## TASK TO CARRY OUT
Please reproduce the material below word for word, leaving out the pictures.

## RAW DATA
>> begin

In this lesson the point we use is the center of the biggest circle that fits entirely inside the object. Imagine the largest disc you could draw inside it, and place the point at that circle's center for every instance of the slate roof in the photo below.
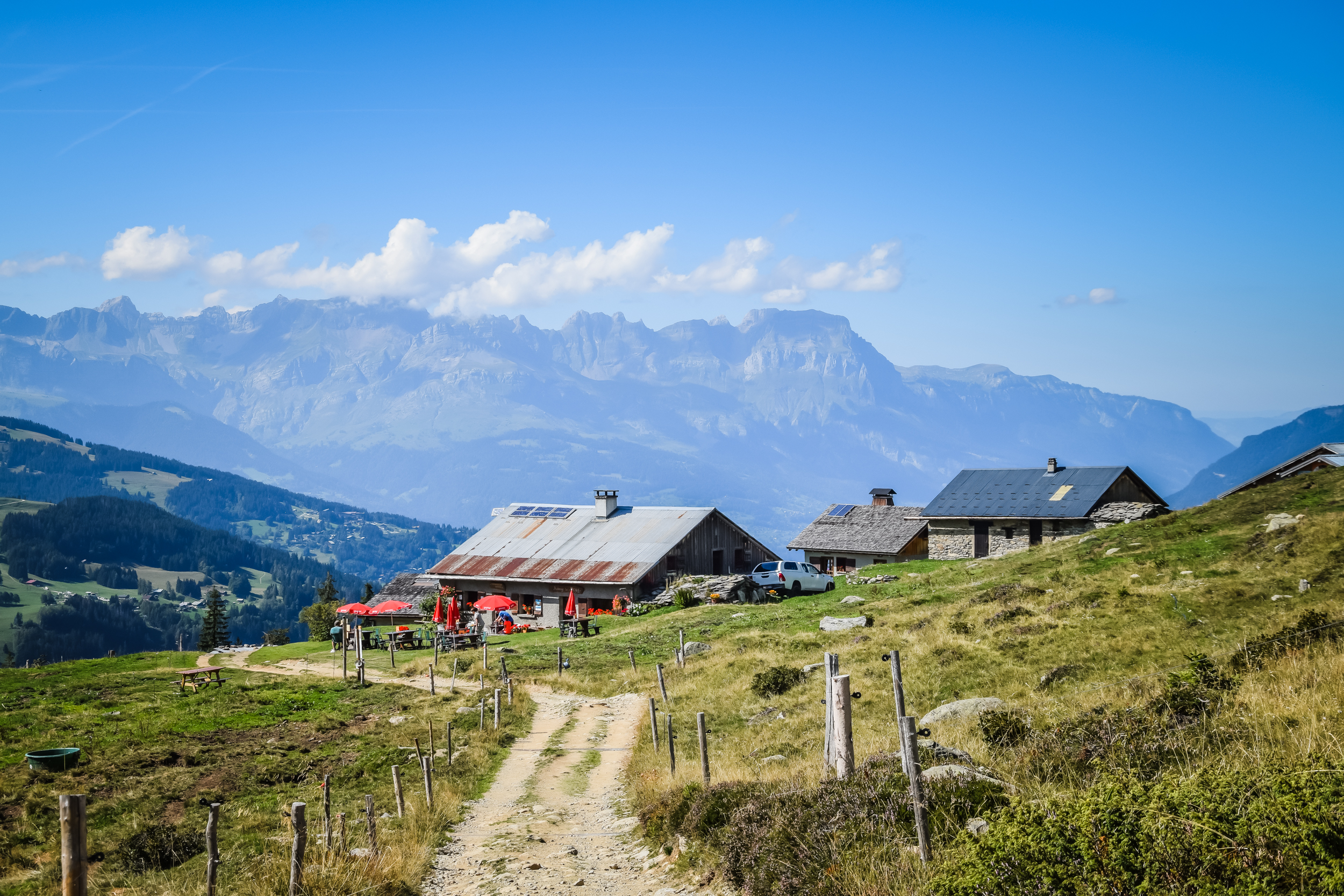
(864, 529)
(619, 550)
(1071, 492)
(1327, 451)
(409, 587)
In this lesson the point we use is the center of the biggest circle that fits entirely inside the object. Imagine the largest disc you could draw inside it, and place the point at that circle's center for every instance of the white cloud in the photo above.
(469, 276)
(1100, 296)
(791, 296)
(539, 277)
(14, 268)
(733, 272)
(136, 253)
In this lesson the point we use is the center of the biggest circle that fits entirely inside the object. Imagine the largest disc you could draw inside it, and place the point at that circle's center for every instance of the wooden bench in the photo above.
(199, 677)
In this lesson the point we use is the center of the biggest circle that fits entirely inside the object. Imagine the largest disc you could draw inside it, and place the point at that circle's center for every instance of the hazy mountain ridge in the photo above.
(442, 420)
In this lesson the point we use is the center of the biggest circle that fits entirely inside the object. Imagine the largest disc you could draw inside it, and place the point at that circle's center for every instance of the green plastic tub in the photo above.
(58, 759)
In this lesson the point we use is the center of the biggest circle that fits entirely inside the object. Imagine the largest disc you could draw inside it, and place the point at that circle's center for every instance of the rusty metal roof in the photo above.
(619, 550)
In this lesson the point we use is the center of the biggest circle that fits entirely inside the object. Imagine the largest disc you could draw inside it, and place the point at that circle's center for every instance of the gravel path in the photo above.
(554, 820)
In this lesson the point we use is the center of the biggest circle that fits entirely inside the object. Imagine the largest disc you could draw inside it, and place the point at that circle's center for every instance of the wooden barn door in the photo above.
(982, 539)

>> end

## ANSWER TO THIS PROBLEM
In this lesson the point we use is the center of the biggest circle that fits entirely inside the object. Imagine the largest disc you could draw inside it, and place the point at that circle's center for every instance of the slate roof in the photo below.
(864, 529)
(619, 550)
(1071, 492)
(1327, 451)
(409, 587)
In this lesson the point we use is the center of the biggest circle that fits entirely inside the object. Imagine the largest disc you could draw inside it, and place the point at that circle's center for every instance of the white cloud in the photo above.
(469, 276)
(1100, 296)
(791, 296)
(539, 277)
(14, 268)
(733, 272)
(136, 253)
In this lesson the point we use is the center of the biggest circle that fits entirely inside the object. Imagine the largest disc you could draw inside it, and place the point at that circle's center for every instance of the wooden bench in the photo above.
(199, 677)
In this lesson the point we use is the center of the biggest circle that fits entirely inside the object. Imagine the largest disc you could draw inside it, and place the point at that circle's center for every instance of the hazy mountain ridge in the photo above.
(442, 420)
In this lesson the point we use is the center of the biggest circle that fits entirely inside the object. Imagine the largest disc you could draw inside it, and place the point at that circle's center for every instance of the green plastic tub in the photo above.
(58, 759)
In this lesson the point we use is the center of the biggest circle that fits entirely inside the object. Imagine the largest disc you could draw inside it, and place the point at that circle's center for every instance of the rusty metal roof in the photo above.
(619, 550)
In this lesson the point we use is the center of the biggest circle that fits entirely inside the object. Imagine the largest disc you could draw inside it, and place the point at that circle's center for every instance of the gravel path in the photo above.
(554, 820)
In this lesson the point we use is the center of the biggest circle that fits entirely inside the object. Imagine the largest disc you could draw inside it, and place the point at that circle's center for every instance of the wooden barn door in the photo above.
(982, 539)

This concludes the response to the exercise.